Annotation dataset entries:
------------------------------------------------------------

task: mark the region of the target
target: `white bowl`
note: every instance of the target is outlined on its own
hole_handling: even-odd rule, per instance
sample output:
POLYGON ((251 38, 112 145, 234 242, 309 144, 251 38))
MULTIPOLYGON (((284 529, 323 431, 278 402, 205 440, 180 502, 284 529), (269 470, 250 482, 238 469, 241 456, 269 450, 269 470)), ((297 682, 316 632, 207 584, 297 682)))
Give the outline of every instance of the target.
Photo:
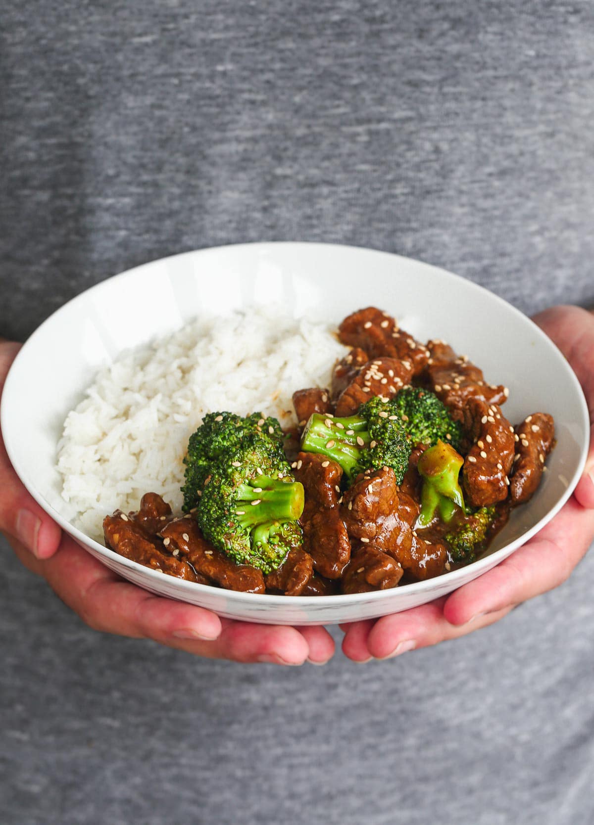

------------------------------------------------------------

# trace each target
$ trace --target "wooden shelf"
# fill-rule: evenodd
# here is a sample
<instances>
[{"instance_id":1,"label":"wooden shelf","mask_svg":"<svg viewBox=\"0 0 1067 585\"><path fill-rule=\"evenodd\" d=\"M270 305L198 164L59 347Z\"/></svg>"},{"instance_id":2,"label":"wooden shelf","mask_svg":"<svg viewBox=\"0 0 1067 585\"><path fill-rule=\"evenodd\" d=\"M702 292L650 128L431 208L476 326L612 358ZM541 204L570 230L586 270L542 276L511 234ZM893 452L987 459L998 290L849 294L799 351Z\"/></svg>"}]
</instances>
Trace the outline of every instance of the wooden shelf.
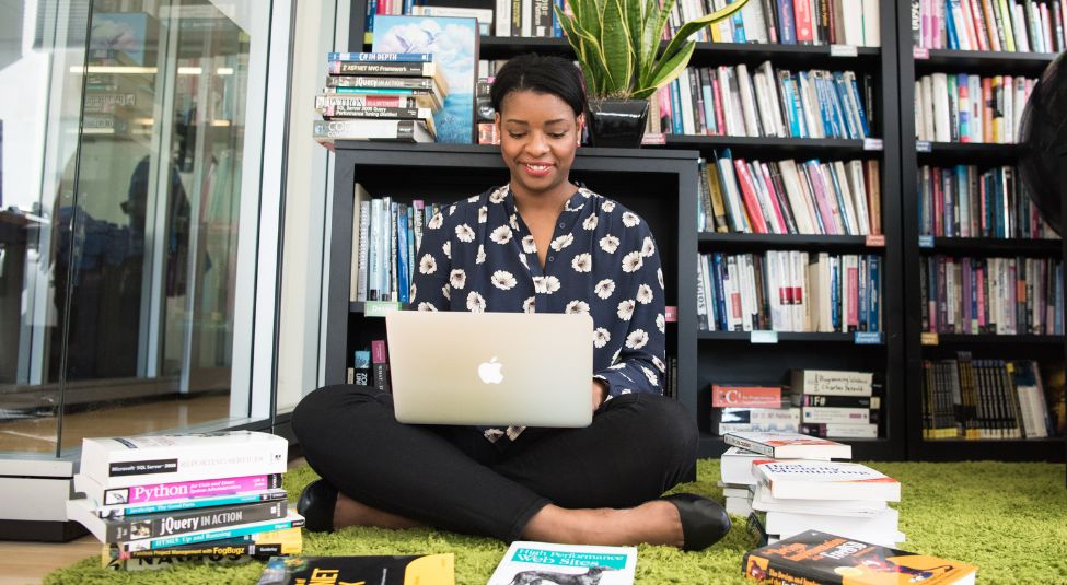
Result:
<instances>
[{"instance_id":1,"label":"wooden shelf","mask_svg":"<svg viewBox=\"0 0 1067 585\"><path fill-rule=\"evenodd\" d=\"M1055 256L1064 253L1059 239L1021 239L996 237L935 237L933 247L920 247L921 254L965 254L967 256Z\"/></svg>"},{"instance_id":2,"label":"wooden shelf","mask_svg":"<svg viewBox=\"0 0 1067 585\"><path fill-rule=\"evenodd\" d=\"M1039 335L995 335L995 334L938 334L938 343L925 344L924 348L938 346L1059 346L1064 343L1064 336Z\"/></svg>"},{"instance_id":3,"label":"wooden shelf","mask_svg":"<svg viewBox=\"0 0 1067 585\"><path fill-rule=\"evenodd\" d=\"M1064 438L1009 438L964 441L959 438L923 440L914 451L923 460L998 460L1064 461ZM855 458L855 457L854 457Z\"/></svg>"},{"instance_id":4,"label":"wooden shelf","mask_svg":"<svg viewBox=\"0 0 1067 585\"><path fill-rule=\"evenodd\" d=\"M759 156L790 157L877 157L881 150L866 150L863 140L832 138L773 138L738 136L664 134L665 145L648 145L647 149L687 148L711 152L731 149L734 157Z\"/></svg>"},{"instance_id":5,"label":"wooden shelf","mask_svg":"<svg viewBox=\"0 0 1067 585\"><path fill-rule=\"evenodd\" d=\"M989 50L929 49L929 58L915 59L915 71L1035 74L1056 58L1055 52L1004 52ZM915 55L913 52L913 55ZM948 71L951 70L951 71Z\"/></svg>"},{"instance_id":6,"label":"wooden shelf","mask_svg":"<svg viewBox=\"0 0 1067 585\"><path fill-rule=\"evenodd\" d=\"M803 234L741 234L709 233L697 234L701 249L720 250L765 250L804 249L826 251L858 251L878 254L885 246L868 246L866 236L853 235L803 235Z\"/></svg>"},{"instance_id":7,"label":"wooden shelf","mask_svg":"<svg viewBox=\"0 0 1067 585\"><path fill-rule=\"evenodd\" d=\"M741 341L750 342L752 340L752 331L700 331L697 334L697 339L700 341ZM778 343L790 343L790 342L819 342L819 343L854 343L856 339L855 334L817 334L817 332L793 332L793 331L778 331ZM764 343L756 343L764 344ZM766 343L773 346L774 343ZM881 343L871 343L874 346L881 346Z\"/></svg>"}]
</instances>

------------------------------------------------------------

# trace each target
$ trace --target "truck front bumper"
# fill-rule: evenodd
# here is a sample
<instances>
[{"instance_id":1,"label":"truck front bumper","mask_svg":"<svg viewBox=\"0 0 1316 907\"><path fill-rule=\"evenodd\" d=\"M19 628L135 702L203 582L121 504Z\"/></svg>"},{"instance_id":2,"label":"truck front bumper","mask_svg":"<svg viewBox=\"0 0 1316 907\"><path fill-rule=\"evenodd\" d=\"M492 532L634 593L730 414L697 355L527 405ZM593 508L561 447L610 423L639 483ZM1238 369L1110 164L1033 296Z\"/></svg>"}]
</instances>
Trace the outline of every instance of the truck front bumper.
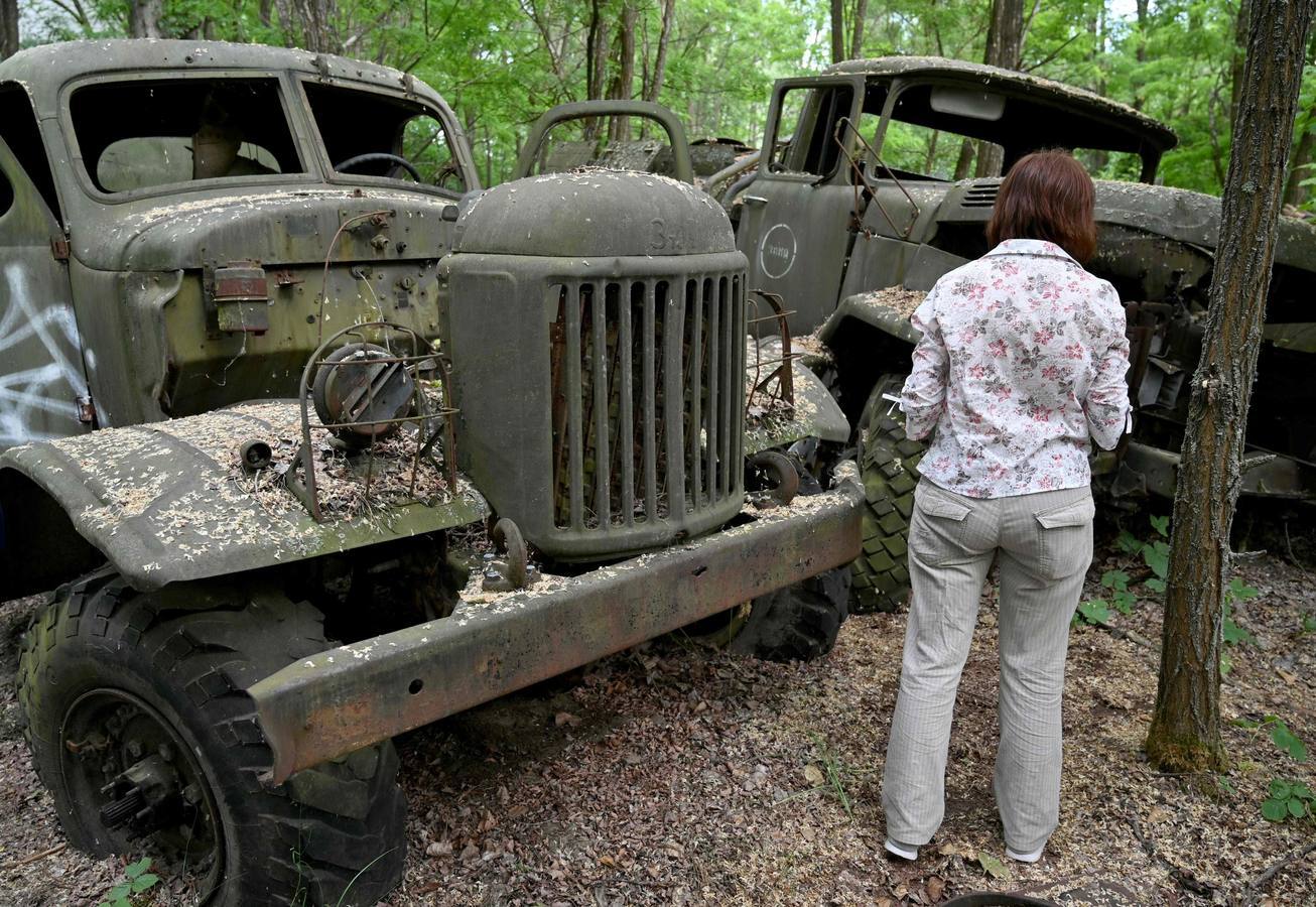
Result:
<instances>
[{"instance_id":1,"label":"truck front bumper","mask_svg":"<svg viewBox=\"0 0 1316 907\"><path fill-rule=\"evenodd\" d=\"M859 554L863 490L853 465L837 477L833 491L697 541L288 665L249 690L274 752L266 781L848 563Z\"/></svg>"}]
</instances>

------------------------------------------------------------

Job:
Return all lines of the material that contain the word "every".

Correct result:
note: every instance of the target is outlined on its own
Give the outline of every instance of the target.
Trace the outline of every instance of the wooden shelf.
Trace the outline of every instance of the truck front bumper.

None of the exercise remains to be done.